#### Set task
Render every line of the records below as a JSON list of strings, one string per line, omitting blank lines and the pictures.
───── Stored records ─────
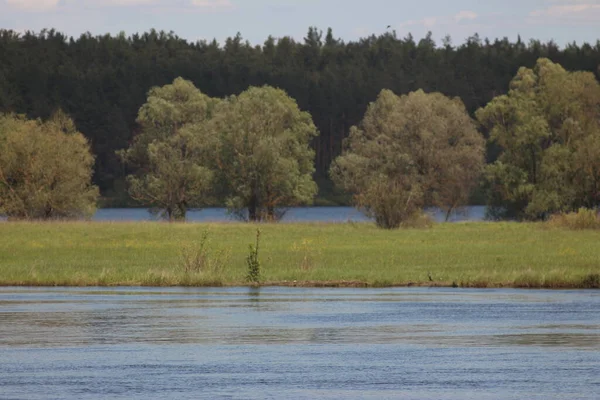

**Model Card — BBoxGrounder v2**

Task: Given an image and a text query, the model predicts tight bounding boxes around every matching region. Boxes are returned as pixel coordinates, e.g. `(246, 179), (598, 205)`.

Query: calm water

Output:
(0, 288), (600, 400)
(94, 206), (485, 222)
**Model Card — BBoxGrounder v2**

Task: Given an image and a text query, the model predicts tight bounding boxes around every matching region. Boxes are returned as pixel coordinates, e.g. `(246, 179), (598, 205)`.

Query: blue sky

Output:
(0, 0), (600, 45)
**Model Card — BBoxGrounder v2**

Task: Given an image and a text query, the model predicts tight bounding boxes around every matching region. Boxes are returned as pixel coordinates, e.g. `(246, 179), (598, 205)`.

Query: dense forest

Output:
(0, 28), (600, 201)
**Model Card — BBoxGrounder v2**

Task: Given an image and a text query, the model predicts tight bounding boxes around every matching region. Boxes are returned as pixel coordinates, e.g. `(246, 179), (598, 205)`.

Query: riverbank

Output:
(0, 222), (600, 288)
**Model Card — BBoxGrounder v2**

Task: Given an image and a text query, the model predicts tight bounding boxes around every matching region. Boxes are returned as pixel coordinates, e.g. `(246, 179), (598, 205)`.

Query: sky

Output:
(0, 0), (600, 46)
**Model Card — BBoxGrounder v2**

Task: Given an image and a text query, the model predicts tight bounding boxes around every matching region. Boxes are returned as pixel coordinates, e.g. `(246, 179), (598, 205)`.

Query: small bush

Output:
(292, 239), (321, 271)
(400, 211), (435, 229)
(246, 229), (260, 284)
(548, 208), (600, 230)
(581, 274), (600, 289)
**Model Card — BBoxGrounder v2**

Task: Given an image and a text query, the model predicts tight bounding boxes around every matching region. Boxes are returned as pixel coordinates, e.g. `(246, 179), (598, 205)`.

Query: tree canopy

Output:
(331, 90), (484, 228)
(211, 86), (318, 221)
(0, 28), (600, 202)
(0, 112), (98, 219)
(120, 78), (216, 220)
(477, 58), (600, 219)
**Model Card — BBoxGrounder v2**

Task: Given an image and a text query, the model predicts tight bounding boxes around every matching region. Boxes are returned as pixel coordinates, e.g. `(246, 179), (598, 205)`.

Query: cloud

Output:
(528, 0), (600, 24)
(400, 11), (479, 28)
(4, 0), (60, 11)
(454, 11), (478, 22)
(190, 0), (234, 11)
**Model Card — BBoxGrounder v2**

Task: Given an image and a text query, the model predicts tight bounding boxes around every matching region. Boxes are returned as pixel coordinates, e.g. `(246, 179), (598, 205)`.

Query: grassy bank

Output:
(0, 223), (600, 288)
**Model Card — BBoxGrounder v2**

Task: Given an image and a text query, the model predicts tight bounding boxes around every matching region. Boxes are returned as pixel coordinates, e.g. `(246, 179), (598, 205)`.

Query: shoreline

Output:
(0, 222), (600, 289)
─────
#### Finished exercise
[
  "**Model Card — BBoxGrounder v2**",
  "Task: Given an image and a text query, the model predicts tight bounding boxes around every matching region. Boxes are returned as pixel coordinates, e.g. `(246, 179), (598, 205)`.",
  "Query: calm water",
  "Output:",
  "(0, 288), (600, 400)",
  "(94, 206), (485, 222)",
  "**Model Card — BBoxGrounder v2**",
  "Task: Given an image and a text query, the model predicts tight bounding boxes around every matching region. Boxes are returned as pixel coordinates, e.g. `(246, 179), (598, 205)`.",
  "Query: blue sky",
  "Output:",
  "(0, 0), (600, 45)",
  "**Model Card — BBoxGrounder v2**",
  "Task: Given an image and a text query, the model predicts tight bounding boxes around every matching region. Boxes are returned as pixel coordinates, e.g. `(246, 179), (598, 205)`.",
  "Query: dense forest",
  "Output:",
  "(0, 28), (600, 201)",
  "**Model Card — BBoxGrounder v2**",
  "Task: Given an image and a text query, the model predicts tight bounding boxes around every matching region. Boxes are returned as pixel coordinates, e.g. `(246, 179), (598, 205)`.",
  "Query: riverbank",
  "Output:",
  "(0, 222), (600, 288)",
  "**Model Card — BBoxGrounder v2**",
  "Task: Given an image and a text query, the model predicts tight bounding boxes around every matching region. Boxes are returned as pixel coordinates, e.g. `(246, 179), (598, 205)`.",
  "Query: sky",
  "Output:",
  "(0, 0), (600, 46)",
  "**Model Card — BBoxGrounder v2**",
  "Task: Given an image and a text query, the model predicts tight bounding boxes around every matching region. Boxes are returned as pixel coordinates, e.g. `(246, 179), (598, 205)`.",
  "Query: small bush",
  "Output:",
  "(292, 239), (321, 271)",
  "(400, 211), (435, 229)",
  "(246, 229), (260, 284)",
  "(548, 208), (600, 230)",
  "(581, 274), (600, 289)",
  "**Model Card — BBoxGrounder v2**",
  "Task: Given an image and a text query, the model predicts tight bounding boxes around every matching region. Boxes are returned as pixel coordinates, e.g. `(246, 179), (598, 205)`.",
  "Query: tree canopy",
  "Output:",
  "(331, 90), (484, 228)",
  "(211, 86), (318, 221)",
  "(0, 28), (600, 202)",
  "(0, 112), (98, 219)",
  "(120, 78), (216, 220)",
  "(477, 58), (600, 219)",
  "**Model Card — BBoxGrounder v2**",
  "Task: Given an image and a text query, the model predicts tight bounding boxes around every matching region. Boxes are returned as pixel coordinates, e.g. `(246, 179), (598, 205)`.",
  "Query: cloud",
  "Output:",
  "(528, 0), (600, 24)",
  "(400, 11), (479, 28)",
  "(4, 0), (60, 11)",
  "(454, 11), (478, 22)",
  "(190, 0), (234, 11)",
  "**Model Card — BBoxGrounder v2**",
  "Task: Given an image and a text query, the model predicts tight bounding boxes around every matching region. Boxes are returned as pixel coordinates, e.g. `(246, 179), (598, 205)`.",
  "Query: grassy bank",
  "Output:",
  "(0, 223), (600, 288)",
  "**Model Card — BBoxGrounder v2**",
  "Task: Given an image and a text query, the model predicts tight bounding boxes around every matching region. Boxes are returned as pixel coordinates, e.g. `(246, 179), (598, 205)`.",
  "Query: shoreline",
  "Output:",
  "(0, 222), (600, 289)"
]